■ **LISTED RECORDS**:
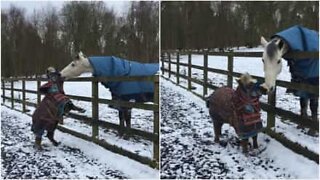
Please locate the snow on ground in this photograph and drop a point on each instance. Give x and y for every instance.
(188, 149)
(141, 119)
(74, 158)
(253, 66)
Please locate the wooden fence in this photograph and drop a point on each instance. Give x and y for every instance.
(94, 119)
(173, 57)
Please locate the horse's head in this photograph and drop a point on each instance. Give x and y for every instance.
(272, 65)
(249, 85)
(79, 65)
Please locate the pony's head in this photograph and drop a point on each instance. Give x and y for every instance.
(79, 65)
(272, 65)
(249, 85)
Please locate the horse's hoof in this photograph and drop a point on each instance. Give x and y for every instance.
(223, 143)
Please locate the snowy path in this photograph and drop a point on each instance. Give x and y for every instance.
(74, 158)
(188, 150)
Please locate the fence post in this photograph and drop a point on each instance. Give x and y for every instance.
(23, 95)
(156, 119)
(95, 109)
(178, 68)
(169, 59)
(230, 70)
(12, 96)
(271, 118)
(189, 71)
(38, 91)
(162, 62)
(3, 91)
(205, 74)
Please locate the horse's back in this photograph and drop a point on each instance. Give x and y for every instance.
(220, 104)
(115, 67)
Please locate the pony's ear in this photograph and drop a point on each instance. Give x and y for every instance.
(77, 57)
(263, 41)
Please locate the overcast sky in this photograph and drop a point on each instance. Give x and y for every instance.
(120, 7)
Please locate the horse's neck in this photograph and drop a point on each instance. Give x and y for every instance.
(242, 93)
(285, 47)
(87, 66)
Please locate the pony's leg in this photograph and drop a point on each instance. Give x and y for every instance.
(38, 143)
(314, 103)
(255, 142)
(304, 106)
(50, 135)
(128, 118)
(217, 130)
(244, 145)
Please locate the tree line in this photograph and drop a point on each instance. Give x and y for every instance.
(51, 37)
(209, 25)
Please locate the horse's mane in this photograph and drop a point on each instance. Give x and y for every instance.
(271, 49)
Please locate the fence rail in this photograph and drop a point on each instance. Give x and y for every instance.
(94, 120)
(269, 107)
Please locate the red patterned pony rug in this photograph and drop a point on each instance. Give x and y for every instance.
(240, 108)
(51, 109)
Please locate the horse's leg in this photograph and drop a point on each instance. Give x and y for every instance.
(121, 119)
(314, 103)
(304, 106)
(244, 145)
(255, 142)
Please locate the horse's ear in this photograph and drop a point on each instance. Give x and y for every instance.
(238, 80)
(263, 41)
(280, 44)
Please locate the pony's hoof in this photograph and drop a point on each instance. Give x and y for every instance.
(37, 147)
(55, 143)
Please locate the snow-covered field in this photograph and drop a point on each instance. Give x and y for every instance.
(74, 158)
(141, 119)
(253, 66)
(188, 149)
(187, 146)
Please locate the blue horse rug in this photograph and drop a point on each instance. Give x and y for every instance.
(300, 38)
(110, 66)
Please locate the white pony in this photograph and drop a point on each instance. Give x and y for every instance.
(80, 65)
(139, 91)
(274, 50)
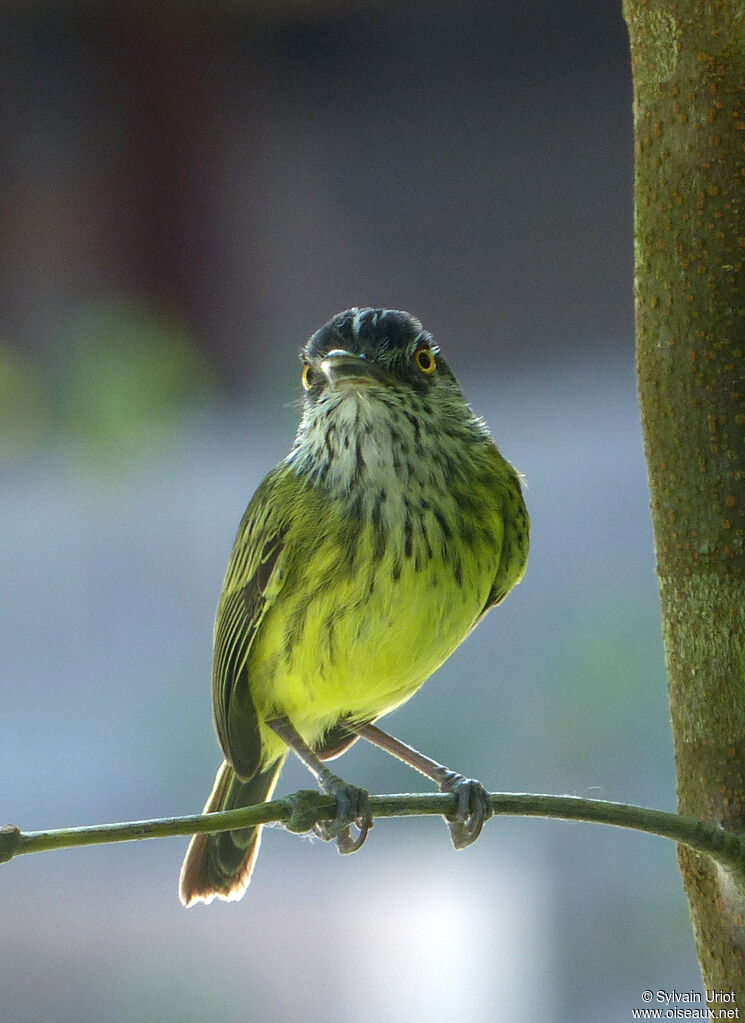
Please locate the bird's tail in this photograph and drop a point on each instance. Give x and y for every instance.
(220, 864)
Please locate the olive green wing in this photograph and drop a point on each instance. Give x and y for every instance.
(253, 580)
(516, 540)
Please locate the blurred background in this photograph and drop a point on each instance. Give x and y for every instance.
(186, 193)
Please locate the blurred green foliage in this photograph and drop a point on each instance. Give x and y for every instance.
(129, 373)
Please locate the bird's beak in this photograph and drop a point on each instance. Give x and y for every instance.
(346, 367)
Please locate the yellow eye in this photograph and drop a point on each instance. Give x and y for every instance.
(425, 359)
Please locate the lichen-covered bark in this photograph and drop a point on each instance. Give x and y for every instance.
(689, 77)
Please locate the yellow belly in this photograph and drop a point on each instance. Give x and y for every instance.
(368, 636)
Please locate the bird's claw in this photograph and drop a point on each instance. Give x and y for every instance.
(352, 807)
(474, 809)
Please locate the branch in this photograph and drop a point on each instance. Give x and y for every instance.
(299, 811)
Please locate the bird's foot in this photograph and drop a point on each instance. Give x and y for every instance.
(474, 808)
(352, 808)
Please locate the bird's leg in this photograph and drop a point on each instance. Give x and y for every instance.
(474, 804)
(352, 803)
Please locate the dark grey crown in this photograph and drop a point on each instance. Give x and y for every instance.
(367, 331)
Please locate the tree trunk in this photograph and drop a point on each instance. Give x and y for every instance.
(689, 80)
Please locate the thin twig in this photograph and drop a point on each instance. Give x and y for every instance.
(299, 811)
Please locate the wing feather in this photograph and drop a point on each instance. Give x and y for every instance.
(252, 582)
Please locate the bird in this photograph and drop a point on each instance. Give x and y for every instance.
(362, 561)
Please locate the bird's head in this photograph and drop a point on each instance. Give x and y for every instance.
(377, 351)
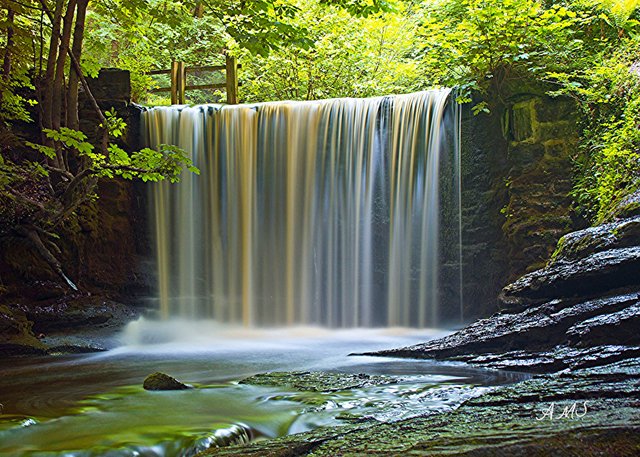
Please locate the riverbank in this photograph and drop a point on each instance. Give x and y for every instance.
(574, 323)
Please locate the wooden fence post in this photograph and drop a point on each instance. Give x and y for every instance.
(174, 82)
(231, 66)
(178, 83)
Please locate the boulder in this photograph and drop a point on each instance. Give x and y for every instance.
(588, 262)
(598, 274)
(162, 381)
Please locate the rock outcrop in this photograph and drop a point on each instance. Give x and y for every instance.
(162, 381)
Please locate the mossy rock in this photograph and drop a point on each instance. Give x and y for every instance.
(162, 381)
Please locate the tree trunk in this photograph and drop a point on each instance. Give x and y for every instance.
(73, 121)
(47, 82)
(6, 64)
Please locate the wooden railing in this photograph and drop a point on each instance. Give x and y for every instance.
(179, 84)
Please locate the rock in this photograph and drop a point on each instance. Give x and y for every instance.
(162, 381)
(598, 273)
(587, 262)
(525, 419)
(319, 381)
(16, 337)
(80, 312)
(624, 324)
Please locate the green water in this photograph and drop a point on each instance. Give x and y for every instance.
(95, 405)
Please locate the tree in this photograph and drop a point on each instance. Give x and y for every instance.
(40, 193)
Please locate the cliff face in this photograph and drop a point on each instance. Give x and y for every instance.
(102, 246)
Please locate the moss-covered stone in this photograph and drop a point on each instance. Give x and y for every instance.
(162, 381)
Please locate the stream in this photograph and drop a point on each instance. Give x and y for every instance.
(94, 404)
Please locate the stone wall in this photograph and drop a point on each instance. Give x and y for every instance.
(102, 247)
(542, 136)
(517, 175)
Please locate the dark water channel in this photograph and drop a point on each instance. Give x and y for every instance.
(81, 405)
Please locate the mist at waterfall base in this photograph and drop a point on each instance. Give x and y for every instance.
(308, 219)
(337, 213)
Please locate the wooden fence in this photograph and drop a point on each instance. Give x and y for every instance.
(179, 84)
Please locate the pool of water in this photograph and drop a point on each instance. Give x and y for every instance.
(80, 405)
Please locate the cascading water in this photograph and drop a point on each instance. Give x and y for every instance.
(324, 212)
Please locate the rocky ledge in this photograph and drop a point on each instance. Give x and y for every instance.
(581, 310)
(574, 323)
(73, 323)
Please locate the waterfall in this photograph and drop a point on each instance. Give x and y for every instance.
(323, 212)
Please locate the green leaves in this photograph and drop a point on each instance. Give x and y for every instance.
(114, 125)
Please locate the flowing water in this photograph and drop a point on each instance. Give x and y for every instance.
(307, 216)
(315, 213)
(94, 405)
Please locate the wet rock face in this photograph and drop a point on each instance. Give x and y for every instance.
(16, 336)
(586, 263)
(582, 310)
(162, 381)
(319, 381)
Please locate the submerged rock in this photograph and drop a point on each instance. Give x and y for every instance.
(588, 262)
(596, 274)
(535, 330)
(319, 381)
(588, 412)
(162, 381)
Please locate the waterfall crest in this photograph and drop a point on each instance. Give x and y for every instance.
(324, 212)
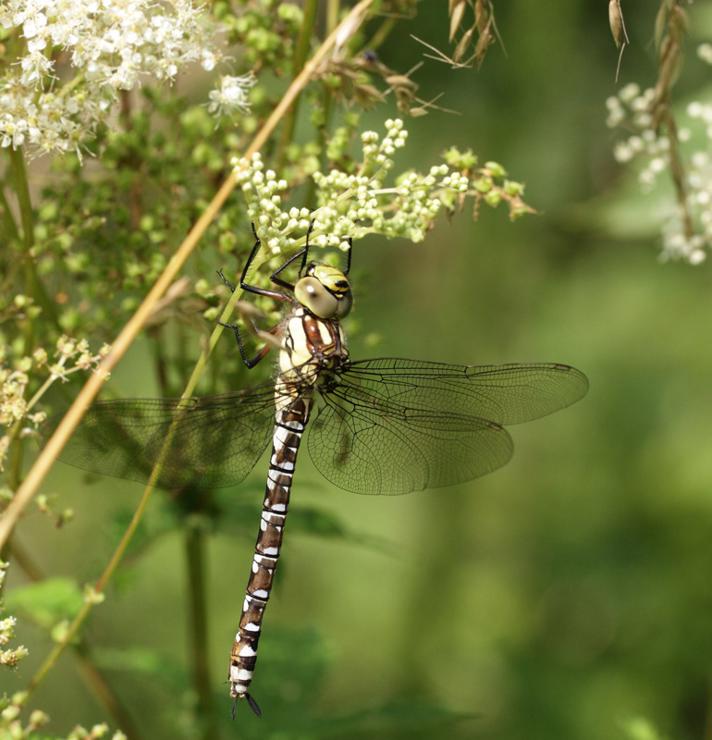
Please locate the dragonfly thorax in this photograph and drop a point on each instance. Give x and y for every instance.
(324, 291)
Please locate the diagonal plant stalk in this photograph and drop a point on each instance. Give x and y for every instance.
(91, 388)
(195, 556)
(82, 652)
(49, 455)
(300, 54)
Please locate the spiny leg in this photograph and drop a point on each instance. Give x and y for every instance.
(303, 253)
(250, 362)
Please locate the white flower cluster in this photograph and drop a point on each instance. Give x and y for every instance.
(8, 656)
(231, 94)
(351, 205)
(651, 151)
(111, 46)
(17, 412)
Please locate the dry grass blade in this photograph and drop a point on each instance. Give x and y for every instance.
(91, 388)
(482, 31)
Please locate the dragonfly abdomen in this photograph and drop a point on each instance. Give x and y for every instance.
(290, 422)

■ **YOUR OBJECTIVE**:
Do not include the pictures. Quote only the lines from the line with "Please locate the waterfall crest" through the end of the material, both ends included, exactly.

■ **EXERCISE OUTPUT**:
Please locate the waterfall crest in this photograph and drop a point on each instance. Give x and y for every instance.
(324, 212)
Please locate the dragonfly thorax in this photograph and drop a point on each instance. Give x and y for every instance.
(324, 291)
Please locate the diagonal plant stalk in this photograph and drop a point on each instance. Give x and y for every instance.
(91, 388)
(195, 556)
(82, 652)
(49, 455)
(300, 54)
Please locate the spiny leg in this photograph and drop a point on each instance. Give x and y for every instance.
(303, 253)
(250, 362)
Please locate the white flower cluster in this photograph and drop a point on each instance. Give x and y for every instance.
(8, 656)
(231, 94)
(351, 205)
(651, 151)
(111, 46)
(17, 412)
Please locate the dry grass blade in this photograph and drop a point on each instance. Give x and y for every instance.
(91, 388)
(482, 31)
Please locate the dragonfly abdomen in this photograph and drop a point on each instance. Give x and y for every instance.
(290, 422)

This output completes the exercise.